Set down all of the data exactly. Pictures stay out of the copy.

(Items listed in a dataset)
^^^^^^^^

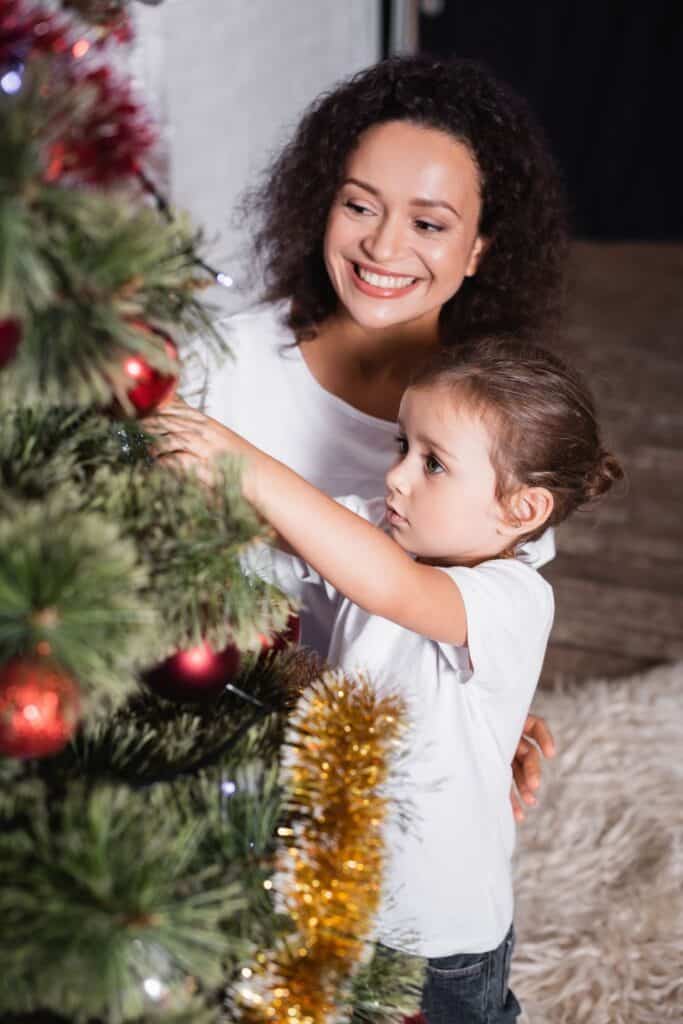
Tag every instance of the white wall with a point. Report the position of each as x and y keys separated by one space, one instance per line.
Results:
x=228 y=79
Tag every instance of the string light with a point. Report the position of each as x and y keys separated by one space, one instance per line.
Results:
x=12 y=80
x=154 y=988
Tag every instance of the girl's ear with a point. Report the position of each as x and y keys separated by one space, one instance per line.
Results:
x=527 y=509
x=478 y=249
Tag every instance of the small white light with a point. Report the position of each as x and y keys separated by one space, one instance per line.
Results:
x=11 y=83
x=154 y=988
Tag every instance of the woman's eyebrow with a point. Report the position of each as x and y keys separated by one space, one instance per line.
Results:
x=363 y=184
x=436 y=202
x=418 y=201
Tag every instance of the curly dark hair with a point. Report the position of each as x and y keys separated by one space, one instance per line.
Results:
x=517 y=287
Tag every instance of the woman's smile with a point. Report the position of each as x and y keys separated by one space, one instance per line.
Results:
x=380 y=283
x=403 y=225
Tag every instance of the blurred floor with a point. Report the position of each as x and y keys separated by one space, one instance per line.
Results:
x=619 y=573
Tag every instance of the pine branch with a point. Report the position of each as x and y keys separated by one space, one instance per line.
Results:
x=71 y=585
x=387 y=988
x=190 y=539
x=105 y=888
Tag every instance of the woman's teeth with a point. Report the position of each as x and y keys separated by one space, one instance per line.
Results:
x=379 y=281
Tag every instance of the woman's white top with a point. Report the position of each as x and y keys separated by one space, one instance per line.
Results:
x=447 y=884
x=267 y=393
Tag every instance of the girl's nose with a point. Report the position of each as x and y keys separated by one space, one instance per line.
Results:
x=384 y=242
x=396 y=478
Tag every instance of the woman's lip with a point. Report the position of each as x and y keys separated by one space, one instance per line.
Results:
x=394 y=517
x=380 y=293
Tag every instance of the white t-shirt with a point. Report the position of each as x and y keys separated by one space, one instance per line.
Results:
x=447 y=886
x=267 y=393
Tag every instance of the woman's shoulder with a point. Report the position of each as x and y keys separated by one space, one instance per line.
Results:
x=263 y=325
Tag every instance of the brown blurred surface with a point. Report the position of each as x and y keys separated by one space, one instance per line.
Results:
x=619 y=572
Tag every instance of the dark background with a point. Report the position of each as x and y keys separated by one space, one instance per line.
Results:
x=605 y=79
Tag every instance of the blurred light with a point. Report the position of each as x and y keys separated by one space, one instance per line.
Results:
x=134 y=368
x=154 y=988
x=80 y=48
x=197 y=659
x=11 y=82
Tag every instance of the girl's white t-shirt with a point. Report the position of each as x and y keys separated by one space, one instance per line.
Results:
x=267 y=393
x=447 y=882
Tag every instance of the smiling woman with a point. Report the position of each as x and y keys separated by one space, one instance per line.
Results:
x=403 y=225
x=415 y=206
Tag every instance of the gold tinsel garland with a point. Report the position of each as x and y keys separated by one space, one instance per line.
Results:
x=340 y=747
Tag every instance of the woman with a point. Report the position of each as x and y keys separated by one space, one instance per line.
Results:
x=415 y=202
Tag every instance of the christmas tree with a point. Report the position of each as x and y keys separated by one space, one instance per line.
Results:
x=190 y=809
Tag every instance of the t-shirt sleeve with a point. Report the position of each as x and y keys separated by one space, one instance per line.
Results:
x=509 y=608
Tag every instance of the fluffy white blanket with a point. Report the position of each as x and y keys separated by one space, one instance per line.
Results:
x=599 y=880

^^^^^^^^

Exercise output:
Tag every instance of the white wall with a point. Report the position of each as x and y keys separated by one space, one instance per line.
Results:
x=228 y=79
Tag every instance of the string light with a point. Report the position of each as x and y keys separated by one space, one instance per line.
Results:
x=12 y=80
x=154 y=988
Tag every instance of the girl's ear with a point. Report the position of each as x and y keys separated by one space, one instance per line.
Results:
x=527 y=509
x=478 y=249
Tag every instance of the small white light with a point. Report the position of each as x and y keys separated by one space, one instance per line.
Results:
x=11 y=83
x=154 y=988
Tag every instance of the woman's eyebrow with a point. Report the position of each as x and y keys separated by one space, one instance per line.
Results:
x=363 y=184
x=436 y=202
x=418 y=201
Tag every instance of the curly dark hair with a point. Report the position of each as x and y keys separated by one space, one instance per line.
Results:
x=517 y=287
Tag every instance of the woman's smile with a point. Report the position of each as x and y keys separated by one space, one instance per line.
Results:
x=380 y=283
x=403 y=225
Tag every instance of the blurred floor with a point. Report the position of each as x and y keys separated by one space, one instance per line.
Results:
x=619 y=573
Tag every instance of the pine branch with a point. Report the position of each as x and y keys separated by one space, one instance per line.
Results:
x=71 y=585
x=387 y=988
x=190 y=539
x=105 y=888
Tag every instance of the woman's teeth with a point. Report the position of each as x and y keys separated by one space, one instance per line.
Results:
x=379 y=281
Tag every instance of the woman's white top with a point. Report the position of each as x and y keys separated by one space, one instance per line.
Results:
x=447 y=884
x=267 y=393
Tag every instance of the girl's nose with a point. Report the position of each as x and y keys separated by one space, one instance per line.
Results:
x=384 y=242
x=396 y=478
Tag every instance of the woman's lip with a point. Report the position of each as x and y keys separated by one space, one instance per line.
Results:
x=394 y=517
x=380 y=293
Tag every instance of the white t-shirt with a point. Report the position of each as x and y keys separated by one space, one instance per line.
Results:
x=447 y=886
x=267 y=393
Tag every instance of the woman's shoulder with a point. Report the position of each as x and y keys separated by one space, one instance per line.
Results:
x=263 y=325
Tag every instance of the brown blurred surface with a point. Report the position of each as x and y keys separated by one space, one instance per line.
Results:
x=619 y=572
Tag every instance of the dark background with a point. Report the position of each as x and y keys separated by one space, one instance per line.
Results:
x=605 y=79
Tag every instance of the blurred light with a point. Report the position of each as x and y keys separated by one space, one instance per line.
Results:
x=134 y=368
x=154 y=988
x=80 y=48
x=197 y=659
x=11 y=82
Tag every instance of the girl's white t-shirt with a point. Report the position of each as x and y keys separated by one space, one instance per line.
Results:
x=267 y=393
x=447 y=882
Tag every instance of the smiling woman with a point. Report the position of each as x and y keys separated by one space, one instance per line.
Results:
x=403 y=225
x=415 y=206
Tag every instance of the gold tinsel garland with a point. Report the position of each as x and y keys separated by one space, one instance per line.
Results:
x=340 y=747
Tag every instance of the woman with a point. Report the position of each as x and y keys separated by one space, one instance per line.
Results:
x=415 y=202
Tag every instance of the christmas tree with a point. Report the position of each as x and y keys separated by one space, one instance per line.
Results:
x=190 y=809
Tag every instance of the t-shirt sleeve with a point. Report the position of each as x and y keys separated by one space, one instance per line.
Results:
x=509 y=608
Tag every instance of the fluffy white blanket with a point. Report the position of each as x and y keys separated by one space, one instance per line.
Results:
x=599 y=880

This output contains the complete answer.